======== Page

“I have never seen so many black people in one room,” said a student in the crowd of the 9th annual African-American Youth Heritage Day, which took place on February 10th at the Donna Liggins Center. Every year the Southern Arizona Black College Community Support Group (SABCCSG) presents and hosts a day where high schools from all over Tucson join together to celebrate African American heritage. They provide music, dancing, performances and workshops on how to succeed as an African American student. They include cultural aspects like beginning the day with the Black American National Anthem. When asked what his favorite part of the day was, junior Ramal Hairston, lover of fine arts said, “The dancing, everyone was dancing and singing and I just thought, ‘These are my people!”
The president and founder of SABCCSG, Marie Cephers (our own assistant principal’s mom) stated, “‘Empowering Our Youth to Meet the Challenges of the 21st Century’ has been the goal of the Southern Arizona Black College Community Support Group from day “1” nine years ago. We provide career workshops, and local and out-of-state college booths. Our career workshops reflected our African American community professionals. In conclusion, our goal was to celebrate Black History Month by inviting students from all seven school districts in Pima County…mission accomplished – 500 students in attendance.”

================
======== Records shown

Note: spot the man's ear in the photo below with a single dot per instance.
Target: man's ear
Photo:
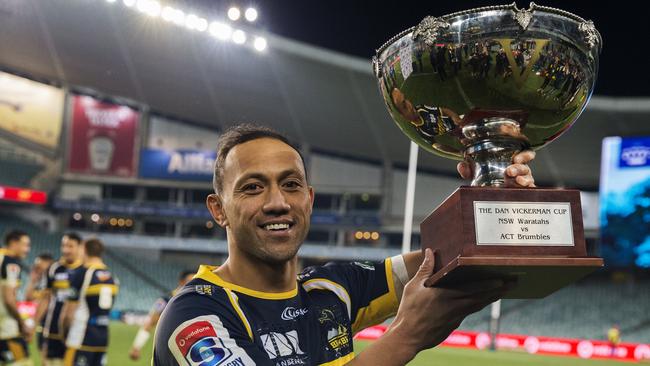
(215, 206)
(311, 197)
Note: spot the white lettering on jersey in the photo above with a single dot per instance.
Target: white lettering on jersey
(281, 344)
(204, 341)
(13, 274)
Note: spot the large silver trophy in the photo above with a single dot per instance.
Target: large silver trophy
(482, 85)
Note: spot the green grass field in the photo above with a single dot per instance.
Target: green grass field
(122, 336)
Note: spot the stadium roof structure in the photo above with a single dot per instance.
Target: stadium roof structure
(322, 99)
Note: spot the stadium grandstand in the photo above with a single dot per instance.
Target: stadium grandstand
(109, 116)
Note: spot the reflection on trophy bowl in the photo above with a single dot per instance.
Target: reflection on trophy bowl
(486, 83)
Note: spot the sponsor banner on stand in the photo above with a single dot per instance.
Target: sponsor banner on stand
(587, 349)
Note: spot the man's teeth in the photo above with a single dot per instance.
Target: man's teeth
(276, 226)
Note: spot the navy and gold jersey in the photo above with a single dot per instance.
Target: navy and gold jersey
(213, 322)
(10, 272)
(95, 289)
(58, 282)
(433, 121)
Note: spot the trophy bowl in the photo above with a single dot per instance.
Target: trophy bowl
(486, 83)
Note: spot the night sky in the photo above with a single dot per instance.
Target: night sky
(357, 28)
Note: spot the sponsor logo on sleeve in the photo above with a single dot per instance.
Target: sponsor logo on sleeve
(13, 273)
(366, 265)
(291, 313)
(204, 341)
(103, 275)
(278, 344)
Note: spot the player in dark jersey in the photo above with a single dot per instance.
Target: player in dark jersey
(150, 323)
(14, 333)
(86, 311)
(36, 289)
(256, 310)
(56, 292)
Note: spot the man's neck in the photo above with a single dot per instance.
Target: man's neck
(93, 261)
(240, 269)
(10, 252)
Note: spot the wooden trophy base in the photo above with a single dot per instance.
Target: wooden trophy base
(532, 236)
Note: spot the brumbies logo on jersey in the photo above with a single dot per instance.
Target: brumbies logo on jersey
(203, 341)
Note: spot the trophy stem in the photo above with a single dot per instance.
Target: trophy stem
(492, 143)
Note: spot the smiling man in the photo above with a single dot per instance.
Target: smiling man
(255, 309)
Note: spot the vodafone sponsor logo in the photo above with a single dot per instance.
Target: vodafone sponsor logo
(186, 338)
(290, 313)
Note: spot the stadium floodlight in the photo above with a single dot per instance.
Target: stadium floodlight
(259, 43)
(239, 36)
(196, 23)
(250, 14)
(220, 30)
(234, 13)
(149, 7)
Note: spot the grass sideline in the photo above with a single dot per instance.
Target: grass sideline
(122, 335)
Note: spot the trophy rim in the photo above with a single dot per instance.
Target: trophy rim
(511, 6)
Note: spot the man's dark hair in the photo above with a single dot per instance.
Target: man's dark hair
(94, 247)
(45, 257)
(240, 134)
(14, 235)
(73, 236)
(184, 273)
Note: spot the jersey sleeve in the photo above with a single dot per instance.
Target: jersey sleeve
(198, 329)
(10, 273)
(76, 282)
(367, 288)
(49, 276)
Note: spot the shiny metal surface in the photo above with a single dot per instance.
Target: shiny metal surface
(485, 83)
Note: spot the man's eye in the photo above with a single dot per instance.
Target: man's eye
(292, 184)
(251, 187)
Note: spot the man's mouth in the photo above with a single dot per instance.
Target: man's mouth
(277, 226)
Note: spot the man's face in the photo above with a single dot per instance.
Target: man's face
(403, 105)
(265, 203)
(69, 249)
(22, 246)
(41, 265)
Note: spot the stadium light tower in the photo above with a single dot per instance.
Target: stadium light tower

================

— What you are asked to do —
In the article on African-American Youth Heritage Day, how many students attended the event? The material was taken from a separate source.

— Output of the task —
500 students attended.